### [Supplied text]
***

If we are to reestablish a comprehensive metaphysic adequate to our age and strong enough to meet the requirements for renewed metaphysical foundations, then it must draw from the totality of the Christian tradition, and not limit itself to one particular division of it. It must also authentically represent the insights of both eastern and western Christianity, Patristic, medieval and modern thought, Orthodox and Catholic, and not limit itself to the single vision of Thomism, as important as that is to the overall reconstruction. It is the purpose of this article to outline the issues and arguments raised by Caldcott against Traditionalist metaphysics and to examine them in light of the wider scope of the Christian tradition. In doing so, an attempt will be made to answer his objections from within the hermeneutic circle of Christianity itself.
Caldecott’s Criticism and Concern
Apart from a number of difficulties he finds with traditional and Traditionalist writers (St. Gregory of Palamas, Schuon, Nasr, and Sherrard), Caldecott’s central concern is focused upon two major issues: the incommenserable difference or distinction between the creation and the Creator, and the doctrine of the Trinity as a metaphysical first principle against which all other metaphysical principles in all other faith traditions must be judged. Underlying these two concerns, however, is another more onerous difficulty, a core premise at the heart of Caldecott’s argument. In his article he explicitly reinstates a formulation expressing a viewpoint held in certain circles of Catholic Christianity, namely; “that Christ alone saves,” and “outside the Church there is no salvation.” While certainly a traditional position expressing what some Catholic thinkers and theologians believe to be infallible dogma, even in Catholic Christianity these sorts of statements have been mitigated (if not repudiated) by the correctives of Vatican Council II as being unworthy of both the Christian faith and its deeper understanding of the scope of sacred truth.3 It is virtually impossible to engage in any productive exchange of metaphysical principles in such an environment as long as the issues at hand are prejudged in this way, or without the benefit of a larger metaphysical perspective.
Although Caldecott does not go on to argue this position (merely stating it as a principle underlying his criticism), for the purposes of this article it is important to address the issue briefly. From a metaphysical point of view, what appears to be an exclusionary and exclusivist statement (supported in part by biblical injunctions and traditional dogma), is not incompatible with the wider positions taken by ancient and modern metaphysicians. One can argue this case both from within the Christian tradition itself on the basis of the early Patristic vision of the Logos (divine manifestation), or from a metaphysical point of view outside the boundaries of Christian dogma per se.

***

### [Data provided]
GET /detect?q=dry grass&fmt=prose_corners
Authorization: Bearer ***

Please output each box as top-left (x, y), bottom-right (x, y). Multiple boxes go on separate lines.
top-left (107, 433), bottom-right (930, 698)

***

### [Problem set]
1) Answer these questions about the passage on Caldecott's critique of Traditionalist metaphysics:
(a) From what does the passage say a comprehensive metaphysic adequate to our age must draw?
(b) On which two major issues is Caldecott's central concern focused?
(c) The correctives of which council are said to have mitigated such statements in Catholic Christianity?
2) Reproduce, word for word, the stretch of the passage on Caldecott's critique from "Although Caldecott does" through "dogma per se.".
3) List every traditional and Traditionalist writer with whom the passage on Caldecott's critique says he finds difficulties.

### [Per-task outputs]
1)
(a) It must draw from the totality of the Christian tradition.
(b) The first is the difference or distinction between the creation and the Creator. The second is the doctrine of the Trinity as a metaphysical first principle against which all other metaphysical principles in all other faith traditions must be judged.
(c) Vatican Council II.

2)
Although Caldecott does not go on to argue this position (merely stating it as a principle underlying his criticism), for the purposes of this article it is important to address the issue briefly. From a metaphysical point of view, what appears to be an exclusionary and exclusivist statement (supported in part by biblical injunctions and traditional dogma), is not incompatible with the wider positions taken by ancient and modern metaphysicians. One can argue this case both from within the Christian tradition itself on the basis of the early Patristic vision of the Logos (divine manifestation), or from a metaphysical point of view outside the boundaries of Christian dogma per se.

3)
St. Gregory of Palamas
Schuon
Nasr
Sherrard